# [Given text]
+ + + +

-->

Monitoring Programs On Linux

One of the toughest jobs of being a Linux system administrator is keeping track of what’s running on the system — especially now, when graphical desktops take a handful of programs just to produce a single desktop. You always have lots of programs running on the system.

Monitoring Programs On Linux
Monitoring Programs On Linux


Fortunately, a few command line tools are available to help make life easier for you. This section covers a few of the basic tools you need to know how to use to manage programs on your Linux system.

Peeking at the processes

When a program runs on the system, it’s referred to as a process. To examine these processes, you need to become familiar with the ps command, the Swiss Army knife of utilities. It can produce lots of information about all the programs running on your system.

Unfortunately, with this robustness comes complexity — in the form of numerous parameters — making the ps command probably one of the most difficult commands to master. Most system administrators find a subset of these parameters that provide the information they want, and they stick with using only those.

+ + + +

# [Listing]
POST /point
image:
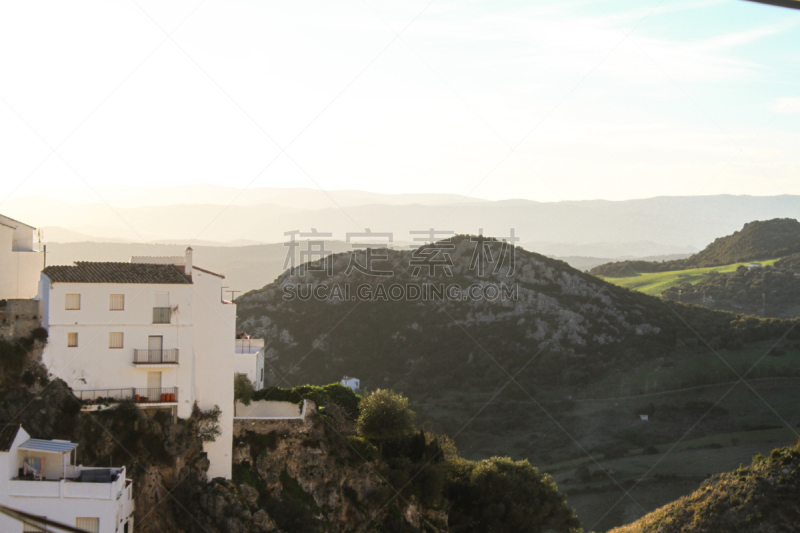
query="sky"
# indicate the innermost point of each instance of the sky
(547, 101)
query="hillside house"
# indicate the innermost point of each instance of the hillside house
(21, 259)
(154, 330)
(39, 477)
(353, 383)
(249, 359)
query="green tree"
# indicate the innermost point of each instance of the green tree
(499, 495)
(243, 389)
(385, 415)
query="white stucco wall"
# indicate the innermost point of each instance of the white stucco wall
(92, 364)
(19, 271)
(247, 363)
(268, 409)
(61, 501)
(215, 334)
(202, 329)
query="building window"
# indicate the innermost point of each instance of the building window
(115, 340)
(117, 302)
(73, 302)
(88, 524)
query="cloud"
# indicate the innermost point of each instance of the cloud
(787, 105)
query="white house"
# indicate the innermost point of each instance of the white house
(39, 477)
(20, 260)
(154, 330)
(353, 383)
(249, 359)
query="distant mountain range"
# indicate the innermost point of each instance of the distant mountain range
(221, 215)
(767, 239)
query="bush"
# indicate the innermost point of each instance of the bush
(501, 495)
(384, 416)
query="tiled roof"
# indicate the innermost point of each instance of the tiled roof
(208, 272)
(7, 435)
(91, 272)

+ + + +

# [What the exercise asks]
Can you resume the piece on monitoring Linux programs, picking up right after its final sentence?

# [The reply]
That said, however, the basic ps command doesn’t really provide all that much
information:

  1. $ ps
  2. PID TTY TIME CMD
  3. 3081 pts/0 00:00:00 bash
  4. 3209 pts/0 00:00:00 ps
  5. $

Not too exciting. By default, the ps command shows only the processes that belong to the current user and that are running on the current terminal. In this case, we had only our bash shell running (remember, the shell is just another program running on the system) and, of course, the ps command itself.

The basic output shows the process ID (PID) of the programs, the terminal (TTY) that they are running from, and the CPU time the process has used.

Note
The tricky feature of the ps command (and the part that makes it so complicated) is that at one time there were two versions of it. Each version had its own set of command line parameters controlling what information it displayed and how.

Recently, Linux developers have combined the two ps command formats into a single ps program (and of course added their own touches).

The GNU ps command that’s used in Linux systems supports three different types of command line parameters:


  • Unix-style parameters, which are preceded by a dash
  • BSD-style parameters, which are not preceded by a dash
  • GNU long parameters, which are preceded by a double dash

The following sections examine the three different parameter types and show examples of how they work.

Unix-style parameters

The Unix-style parameters originated with the original ps command that ran on the AT&T Unix systems invented by Bell Labs. The Table below shows these parameters.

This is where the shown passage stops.